- Specialty: Neurology

= SPG15 (disease) =

Genetic disorder

Spastic paraplegia 15 (SPG15) is a form of hereditary spastic paraplegia that commonly becomes apparent during childhood or adolescence (e.g. between ages 5 and 18 years). The disease is caused by mutations within the ZFYVE26 gene - also known as the SPG15 gene - and is passed down in an autosomal recessive manner.

The disease is characterised by progressive spasticity that starts within the lower extremities and spreads to the upper body and limbs. This can be accompanied by other manifestations, such as developmental delay or learning disability, often preceding motor involvement amongst others.  There have also been "extremely rare" cases of onset in adulthood.

■ Data shown:
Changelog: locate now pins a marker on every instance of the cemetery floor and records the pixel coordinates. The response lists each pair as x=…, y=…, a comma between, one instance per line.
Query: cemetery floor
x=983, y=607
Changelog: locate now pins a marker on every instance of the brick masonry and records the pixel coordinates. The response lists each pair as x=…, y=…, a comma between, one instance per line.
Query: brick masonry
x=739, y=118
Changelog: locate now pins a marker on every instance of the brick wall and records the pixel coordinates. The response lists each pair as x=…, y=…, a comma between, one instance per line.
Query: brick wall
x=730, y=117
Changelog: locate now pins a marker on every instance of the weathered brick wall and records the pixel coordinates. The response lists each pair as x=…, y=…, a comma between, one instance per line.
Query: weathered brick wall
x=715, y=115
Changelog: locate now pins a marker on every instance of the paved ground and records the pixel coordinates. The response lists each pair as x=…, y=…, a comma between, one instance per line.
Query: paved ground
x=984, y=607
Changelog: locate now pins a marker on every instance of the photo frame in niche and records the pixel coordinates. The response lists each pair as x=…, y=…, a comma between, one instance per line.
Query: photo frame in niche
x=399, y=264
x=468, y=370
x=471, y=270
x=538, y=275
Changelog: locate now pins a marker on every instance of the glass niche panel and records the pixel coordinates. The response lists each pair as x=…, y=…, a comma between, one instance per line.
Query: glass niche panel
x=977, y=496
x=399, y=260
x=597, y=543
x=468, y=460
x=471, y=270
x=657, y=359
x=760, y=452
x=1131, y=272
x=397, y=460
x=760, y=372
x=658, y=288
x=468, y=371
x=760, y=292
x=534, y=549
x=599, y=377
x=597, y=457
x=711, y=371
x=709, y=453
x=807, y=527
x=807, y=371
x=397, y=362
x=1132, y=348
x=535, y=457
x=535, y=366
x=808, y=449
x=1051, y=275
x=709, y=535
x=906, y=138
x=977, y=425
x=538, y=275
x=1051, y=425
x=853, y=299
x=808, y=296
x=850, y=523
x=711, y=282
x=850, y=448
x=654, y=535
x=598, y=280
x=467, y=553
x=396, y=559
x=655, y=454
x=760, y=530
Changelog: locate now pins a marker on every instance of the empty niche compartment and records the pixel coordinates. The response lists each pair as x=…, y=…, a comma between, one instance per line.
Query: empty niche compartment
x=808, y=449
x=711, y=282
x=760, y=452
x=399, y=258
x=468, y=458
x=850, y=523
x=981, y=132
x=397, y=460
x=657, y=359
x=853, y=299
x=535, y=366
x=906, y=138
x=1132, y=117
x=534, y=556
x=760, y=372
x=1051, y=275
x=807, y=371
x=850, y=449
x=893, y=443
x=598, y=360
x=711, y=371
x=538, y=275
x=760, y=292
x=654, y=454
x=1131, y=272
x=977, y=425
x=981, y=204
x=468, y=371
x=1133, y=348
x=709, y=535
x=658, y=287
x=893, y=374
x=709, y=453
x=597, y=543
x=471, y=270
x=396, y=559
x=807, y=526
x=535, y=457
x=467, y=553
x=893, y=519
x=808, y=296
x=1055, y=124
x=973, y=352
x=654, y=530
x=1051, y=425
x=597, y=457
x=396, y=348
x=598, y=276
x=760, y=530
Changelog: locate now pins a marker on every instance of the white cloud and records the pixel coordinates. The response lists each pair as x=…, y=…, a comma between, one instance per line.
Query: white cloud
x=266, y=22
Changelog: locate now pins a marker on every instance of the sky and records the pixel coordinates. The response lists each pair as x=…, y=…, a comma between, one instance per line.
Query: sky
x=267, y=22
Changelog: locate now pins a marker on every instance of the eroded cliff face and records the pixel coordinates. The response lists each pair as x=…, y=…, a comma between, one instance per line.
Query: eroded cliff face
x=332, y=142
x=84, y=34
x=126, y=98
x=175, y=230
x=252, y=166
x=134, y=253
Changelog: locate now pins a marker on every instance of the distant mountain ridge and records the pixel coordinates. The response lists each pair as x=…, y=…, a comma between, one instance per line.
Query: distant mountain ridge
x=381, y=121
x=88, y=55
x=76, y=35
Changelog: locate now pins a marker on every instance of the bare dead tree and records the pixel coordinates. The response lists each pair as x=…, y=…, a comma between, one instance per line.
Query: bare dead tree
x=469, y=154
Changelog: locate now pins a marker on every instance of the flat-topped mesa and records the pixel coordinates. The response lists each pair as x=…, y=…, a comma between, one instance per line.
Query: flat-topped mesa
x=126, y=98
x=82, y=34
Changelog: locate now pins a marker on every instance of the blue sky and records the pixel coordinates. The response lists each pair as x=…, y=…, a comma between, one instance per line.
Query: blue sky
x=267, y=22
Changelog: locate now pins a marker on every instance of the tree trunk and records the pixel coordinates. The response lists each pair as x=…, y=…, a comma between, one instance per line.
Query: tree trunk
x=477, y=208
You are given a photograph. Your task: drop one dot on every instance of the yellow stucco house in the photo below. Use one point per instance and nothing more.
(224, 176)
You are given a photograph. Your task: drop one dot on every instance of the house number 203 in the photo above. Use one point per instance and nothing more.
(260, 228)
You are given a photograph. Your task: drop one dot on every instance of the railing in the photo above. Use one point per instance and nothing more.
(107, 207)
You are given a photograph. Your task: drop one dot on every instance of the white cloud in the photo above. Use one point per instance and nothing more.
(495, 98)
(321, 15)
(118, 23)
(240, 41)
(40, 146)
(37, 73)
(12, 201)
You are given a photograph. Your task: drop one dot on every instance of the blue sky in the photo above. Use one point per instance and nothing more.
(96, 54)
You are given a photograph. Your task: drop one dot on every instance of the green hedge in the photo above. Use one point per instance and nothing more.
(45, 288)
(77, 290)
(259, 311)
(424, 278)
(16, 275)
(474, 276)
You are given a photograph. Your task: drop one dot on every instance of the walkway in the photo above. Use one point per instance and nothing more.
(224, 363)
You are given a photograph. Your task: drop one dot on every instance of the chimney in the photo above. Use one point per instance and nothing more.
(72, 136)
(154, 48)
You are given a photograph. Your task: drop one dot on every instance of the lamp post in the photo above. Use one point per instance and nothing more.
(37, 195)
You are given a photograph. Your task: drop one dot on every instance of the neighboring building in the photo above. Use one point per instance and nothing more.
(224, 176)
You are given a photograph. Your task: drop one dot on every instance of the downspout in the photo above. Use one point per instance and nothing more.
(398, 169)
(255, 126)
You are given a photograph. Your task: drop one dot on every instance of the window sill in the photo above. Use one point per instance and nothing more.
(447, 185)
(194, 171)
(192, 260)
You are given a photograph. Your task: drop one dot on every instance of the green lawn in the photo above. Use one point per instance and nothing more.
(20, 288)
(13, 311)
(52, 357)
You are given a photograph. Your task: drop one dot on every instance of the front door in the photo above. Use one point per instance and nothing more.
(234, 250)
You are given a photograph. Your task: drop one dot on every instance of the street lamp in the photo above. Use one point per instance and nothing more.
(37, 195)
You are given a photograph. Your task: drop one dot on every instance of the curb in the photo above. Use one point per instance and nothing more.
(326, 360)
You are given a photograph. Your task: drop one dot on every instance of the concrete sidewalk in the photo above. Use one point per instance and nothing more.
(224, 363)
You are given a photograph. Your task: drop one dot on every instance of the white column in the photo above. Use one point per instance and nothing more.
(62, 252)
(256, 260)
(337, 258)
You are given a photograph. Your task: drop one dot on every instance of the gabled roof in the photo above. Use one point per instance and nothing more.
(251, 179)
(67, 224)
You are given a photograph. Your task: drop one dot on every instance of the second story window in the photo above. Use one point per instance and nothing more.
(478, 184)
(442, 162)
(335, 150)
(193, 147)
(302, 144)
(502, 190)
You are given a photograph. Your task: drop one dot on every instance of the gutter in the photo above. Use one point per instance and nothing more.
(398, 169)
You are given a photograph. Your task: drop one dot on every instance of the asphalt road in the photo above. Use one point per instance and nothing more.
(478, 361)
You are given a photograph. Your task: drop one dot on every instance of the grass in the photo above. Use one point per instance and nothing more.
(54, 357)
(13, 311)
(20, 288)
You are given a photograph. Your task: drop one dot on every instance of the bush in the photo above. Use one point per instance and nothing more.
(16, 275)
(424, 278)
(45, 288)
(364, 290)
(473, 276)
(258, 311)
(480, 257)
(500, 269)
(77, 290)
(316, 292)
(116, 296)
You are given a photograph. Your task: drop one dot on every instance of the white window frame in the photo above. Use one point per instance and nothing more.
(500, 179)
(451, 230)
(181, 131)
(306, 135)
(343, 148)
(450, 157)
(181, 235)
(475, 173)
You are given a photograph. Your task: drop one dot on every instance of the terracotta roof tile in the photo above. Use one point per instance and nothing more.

■ Exercise set:
• A. List every sign or symptom of the disease that the SPG15 article names.
• B. Please pick up the SPG15 article right after its last sentence and keep writing it.

■ List of answers:
• A. progressive spasticity, developmental delay, learning disability

• B.
== Signs and symptoms ==

Hereditary spastic paraplegia (HSP) type 15 is characterised by slowly progressive muscle stiffness (spasticity) and paralysis (paraplegia) in the lower limbs, resulting in gait disturbances. Symptoms usually appear during childhood or early adulthood. The disease also affects the upper limbs, and includes additional symptoms, which makes this type of HSP a complicated type (see Hereditary spastic paraplegia for clarification of complicated and uncomplicated HSPs). The additional symptoms include mild intellectual disability, mild cerebellar ataxia, peripheral neuropathy (with distal upper limb amyotrophy) and retinal degeneration.

Symptoms noted in patients (some of them may present or progress at different times over the course of the disease):
- Spastic paraplegia: Spasticity (excessive and inappropriate muscle activation) and weakness in the lower limbs leading to a shuffling gait and difficulty walking. Lower extremities are affected earlier, and with higher severity than upper extremities.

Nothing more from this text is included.